• Problem details: Write out each line exactly as given. Leave the pictures out of your copy.

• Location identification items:
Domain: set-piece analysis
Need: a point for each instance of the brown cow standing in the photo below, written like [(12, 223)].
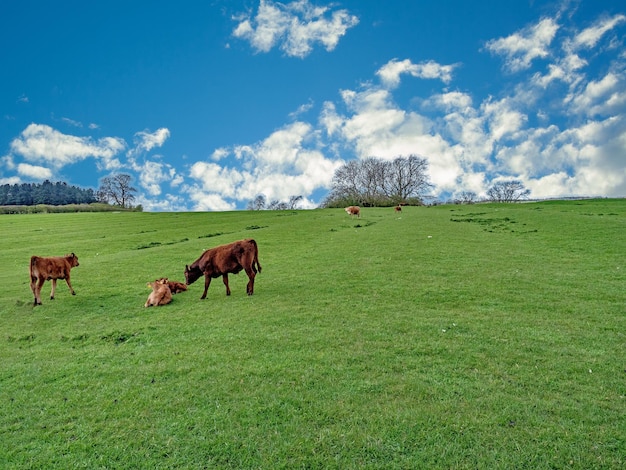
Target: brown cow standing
[(353, 210), (50, 269), (223, 260), (160, 295)]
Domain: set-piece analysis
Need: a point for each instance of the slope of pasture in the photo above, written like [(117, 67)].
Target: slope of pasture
[(484, 336)]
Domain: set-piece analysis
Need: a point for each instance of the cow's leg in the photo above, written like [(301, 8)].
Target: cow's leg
[(250, 287), (225, 279), (69, 284), (39, 286), (35, 285), (207, 283)]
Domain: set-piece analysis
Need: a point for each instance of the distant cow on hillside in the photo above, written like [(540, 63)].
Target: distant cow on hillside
[(353, 210), (160, 295), (50, 269), (224, 260)]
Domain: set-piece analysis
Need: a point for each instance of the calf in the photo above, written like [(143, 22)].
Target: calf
[(50, 269), (175, 286), (224, 260), (353, 210), (160, 294)]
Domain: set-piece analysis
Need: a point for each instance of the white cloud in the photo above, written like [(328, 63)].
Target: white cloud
[(152, 174), (34, 172), (295, 27), (589, 37), (600, 96), (522, 47), (146, 141), (283, 165), (42, 143), (390, 72)]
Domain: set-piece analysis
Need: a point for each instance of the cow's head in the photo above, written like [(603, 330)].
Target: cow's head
[(73, 259), (192, 274)]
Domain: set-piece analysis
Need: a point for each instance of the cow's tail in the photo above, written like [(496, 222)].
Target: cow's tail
[(256, 266)]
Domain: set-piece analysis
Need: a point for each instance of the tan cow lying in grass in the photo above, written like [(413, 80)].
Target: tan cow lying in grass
[(160, 295), (353, 210), (175, 286)]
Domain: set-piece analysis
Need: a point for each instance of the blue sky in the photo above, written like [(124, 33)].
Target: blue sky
[(208, 104)]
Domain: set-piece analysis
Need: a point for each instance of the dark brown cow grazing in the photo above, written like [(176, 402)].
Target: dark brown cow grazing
[(175, 286), (50, 269), (223, 260), (160, 295), (353, 210)]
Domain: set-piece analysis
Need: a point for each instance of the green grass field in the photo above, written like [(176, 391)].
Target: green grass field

• Exercise solution:
Domain: set-piece analysis
Need: a point for each instance of the brown cow standing in the photo below, written like [(12, 223)].
Target: brown cow standing
[(353, 210), (50, 269), (223, 260), (160, 295)]
Domain: set-piece analysis
Need: a point for each instance of the slope of pasture in the photo above, written like [(117, 67)].
Target: slope of pasture
[(484, 336)]
Domain: set-piece analysis
Need: a point for each instance of the cow's leg in the photo above, written like [(301, 8)].
Target: cow's leg
[(250, 287), (225, 279), (69, 284), (39, 286), (35, 285), (207, 283)]
Domain: set-piece analysis
Need: a point for each instance of the distant cow on hillside in the photo above, written like [(540, 63)].
Target: distant cow on hillside
[(353, 210), (160, 295), (50, 269), (224, 260)]
Domain: set-piece analysis
Need: a point for each instance of the calf in the photo above, written like [(143, 22)].
Target: calf
[(50, 269), (175, 286), (224, 260), (353, 210), (160, 294)]
Domain: set-piece analysis
Need: a point for each instance of the white cloud in the photo above, written like [(328, 63)].
Target: white cloud
[(152, 174), (34, 172), (295, 27), (589, 37), (600, 96), (522, 47), (146, 141), (283, 165), (42, 143), (390, 72)]
Domain: set-piece analysis
Need: a point for each instance of the cow's head in the photo above, written like [(603, 330)].
Target: cow's head
[(73, 259), (192, 274)]
Domain: set-piece analysis
Need: a point for each instance of the cow's tail in the photo above, written like [(496, 222)].
Target: cow's tail
[(256, 266)]
Domain: set-piece analysis
Need: a point for each instance of the tan cow lying in grass in the photo above, written like [(413, 80)].
Target: tan cow lying in grass
[(160, 295), (353, 210), (175, 286)]
Domain: set-piece analysis
Need: a point for each instance of the blue sky in the photo above, written like [(124, 33)].
Target: blue sky
[(208, 104)]
Domain: set-piece analysis
Need: a point for each instance of the dark brown cow grazing in the photo above, written like [(176, 402)].
Target: dark brown cow grazing
[(175, 286), (50, 269), (223, 260), (160, 295), (353, 210)]
Domain: set-piece analysis
Need: a point for each instance of the green grass field in the photo above, written like [(176, 391)].
Target: green grass field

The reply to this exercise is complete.